Database Backends: SQLite and PostgreSQL
Flujo supports two production-ready database backends for persistent workflow state: SQLite and PostgreSQL. This guide explains when to use each, how to configure them, manage migrations, and optimize performance.
Quick Decision Guide
| Use Case | Recommended Backend | Reason |
|---|---|---|
| Development & Testing | SQLite | Zero configuration, fast setup |
| Single-server deployments | SQLite | Simple, reliable, sufficient for most workloads |
| High-volume production (>1000 runs/day) | PostgreSQL | Better concurrency, advanced indexing |
| Multi-server/microservices | PostgreSQL | Shared state, connection pooling |
| Complex metadata queries | PostgreSQL | JSONB with GIN indexes for fast filtering |
| Embedded/IoT applications | SQLite | Lightweight, no external dependencies |
SQLite Backend
Overview
SQLite is a self-contained, file-based database that requires no server process. It's perfect for development, single-server deployments, and applications with moderate concurrency requirements.
Key Features
- Zero Configuration: Just specify a file path
- Durable Persistence: Workflows survive restarts
- WAL Mode: Write-Ahead Logging for better concurrency
- Automatic Migrations: Schema upgrades handled automatically
- Thread-Safe: Concurrent access with proper locking
- Portable: Single file, easy to backup and move
Installation
SQLite support is built-in—no additional dependencies required.
from flujo.state.backends.sqlite import SQLiteBackend
from pathlib import Path
backend = SQLiteBackend(Path("workflow_state.db"))
Configuration
Via Code
from pathlib import Path
from flujo.state.backends.sqlite import SQLiteBackend
# Absolute path
backend = SQLiteBackend(Path("/var/lib/flujo/workflow_state.db"))
# Relative path (resolved from current working directory)
backend = SQLiteBackend(Path("workflow_state.db"))
Via Configuration File (flujo.toml)

● **DATASET ENTRIES**:
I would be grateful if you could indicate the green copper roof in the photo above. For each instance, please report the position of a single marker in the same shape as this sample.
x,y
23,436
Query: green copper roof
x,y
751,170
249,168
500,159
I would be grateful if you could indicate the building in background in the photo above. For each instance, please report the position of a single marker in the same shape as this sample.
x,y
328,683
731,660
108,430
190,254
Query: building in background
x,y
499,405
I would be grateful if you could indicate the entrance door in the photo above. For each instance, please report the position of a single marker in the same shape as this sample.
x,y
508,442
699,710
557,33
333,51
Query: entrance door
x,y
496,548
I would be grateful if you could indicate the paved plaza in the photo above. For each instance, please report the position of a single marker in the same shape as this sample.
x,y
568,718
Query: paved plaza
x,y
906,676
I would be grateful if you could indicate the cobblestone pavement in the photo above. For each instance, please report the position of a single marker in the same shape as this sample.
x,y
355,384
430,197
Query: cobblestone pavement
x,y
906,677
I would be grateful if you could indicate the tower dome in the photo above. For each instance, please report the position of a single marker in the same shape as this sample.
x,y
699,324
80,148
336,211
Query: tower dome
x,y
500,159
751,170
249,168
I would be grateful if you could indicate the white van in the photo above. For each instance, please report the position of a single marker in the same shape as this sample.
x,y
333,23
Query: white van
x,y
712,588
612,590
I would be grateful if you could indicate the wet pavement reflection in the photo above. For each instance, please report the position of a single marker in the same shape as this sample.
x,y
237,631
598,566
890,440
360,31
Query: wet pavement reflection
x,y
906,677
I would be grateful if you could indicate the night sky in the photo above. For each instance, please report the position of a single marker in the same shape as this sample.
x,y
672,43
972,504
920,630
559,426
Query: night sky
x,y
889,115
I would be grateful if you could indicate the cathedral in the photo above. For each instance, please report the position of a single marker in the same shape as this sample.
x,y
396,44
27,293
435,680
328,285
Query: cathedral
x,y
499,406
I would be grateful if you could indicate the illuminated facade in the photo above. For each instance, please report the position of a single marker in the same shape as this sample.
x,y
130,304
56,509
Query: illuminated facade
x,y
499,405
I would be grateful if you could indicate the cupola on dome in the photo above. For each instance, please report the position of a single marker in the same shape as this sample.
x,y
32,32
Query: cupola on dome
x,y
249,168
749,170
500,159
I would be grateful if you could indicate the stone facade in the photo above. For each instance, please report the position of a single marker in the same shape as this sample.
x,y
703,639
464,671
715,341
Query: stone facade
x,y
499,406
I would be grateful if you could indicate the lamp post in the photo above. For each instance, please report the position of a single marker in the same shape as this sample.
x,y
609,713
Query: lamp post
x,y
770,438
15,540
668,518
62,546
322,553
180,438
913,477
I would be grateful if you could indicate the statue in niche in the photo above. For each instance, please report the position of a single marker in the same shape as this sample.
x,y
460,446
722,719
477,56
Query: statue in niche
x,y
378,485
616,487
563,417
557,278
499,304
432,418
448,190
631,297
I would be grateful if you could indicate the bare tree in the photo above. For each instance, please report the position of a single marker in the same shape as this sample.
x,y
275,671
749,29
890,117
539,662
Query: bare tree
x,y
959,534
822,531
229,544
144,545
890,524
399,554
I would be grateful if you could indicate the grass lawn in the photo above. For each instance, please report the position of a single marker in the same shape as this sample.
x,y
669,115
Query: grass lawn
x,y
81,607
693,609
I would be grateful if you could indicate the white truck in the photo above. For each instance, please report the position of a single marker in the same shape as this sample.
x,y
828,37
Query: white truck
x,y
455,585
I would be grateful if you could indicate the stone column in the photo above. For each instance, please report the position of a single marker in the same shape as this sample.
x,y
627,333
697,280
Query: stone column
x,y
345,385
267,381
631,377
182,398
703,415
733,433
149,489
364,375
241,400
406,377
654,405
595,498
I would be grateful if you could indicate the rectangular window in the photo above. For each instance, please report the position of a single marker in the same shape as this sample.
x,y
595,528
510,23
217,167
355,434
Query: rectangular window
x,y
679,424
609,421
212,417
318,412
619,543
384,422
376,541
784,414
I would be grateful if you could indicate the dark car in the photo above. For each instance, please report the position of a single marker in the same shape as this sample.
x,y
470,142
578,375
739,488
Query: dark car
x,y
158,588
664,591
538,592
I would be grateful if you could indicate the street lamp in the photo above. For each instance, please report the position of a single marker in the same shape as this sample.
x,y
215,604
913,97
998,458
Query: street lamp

● **AIM A**: In the Flujo database backends guide, what does the WAL in SQLite's WAL Mode stand for?
● **AIM B**: Continue the Flujo database backends guide, starting right after its final heading about configuring SQLite through the flujo.toml file.

● **TASK RESULT A**: Write-Ahead Logging.

● **TASK RESULT B**:
[state]
uri = "sqlite:///./workflow_state.db" # Relative path
# or
uri = "sqlite:////var/lib/flujo/workflow_state.db" # Absolute path
Via Environment Variable
export FLUJO_STATE_URI="sqlite:///./workflow_state.db"
URI Format
SQLite URIs follow this pattern:
sqlite:///<path>
Examples:
- sqlite:///./workflow_state.db → Relative to current working directory
- sqlite:///workflow_state.db → Relative to current working directory
- sqlite:////var/lib/flujo/workflow_state.db → Absolute path (note the four slashes)
- sqlite:////tmp/flujo_ops.db → Absolute path on Unix systems
Path Resolution Rules:
- Absolute paths: sqlite:////abs/path/to/db (four slashes) are used as-is
- Relative paths: sqlite:///./db or sqlite:///db are resolved relative to the current working directory
- The path normalization follows RFC 3986
Basic Usage
from flujo.state.backends.sqlite import SQLiteBackend
from pathlib import Path
from datetime import datetime, timezone
# Initialize
backend = SQLiteBackend(Path("workflow_state.db"))
# Save state
state = {
"run_id": "run_123",
"pipeline_id": "data_processing",
"pipeline_name": "Data Processing Pipeline",
"pipeline_version": "1.0.0",
"current_step_index": 2,
"pipeline_context": {"input_data": "sample.csv"},
"status": "running",
"created_at": datetime.now(timezone.utc),
"updated_at": datetime.now(timezone.utc),
"total_steps": 5,
}
await backend.save_state("run_123", state)
# Load state
loaded = await backend.load_state("run_123")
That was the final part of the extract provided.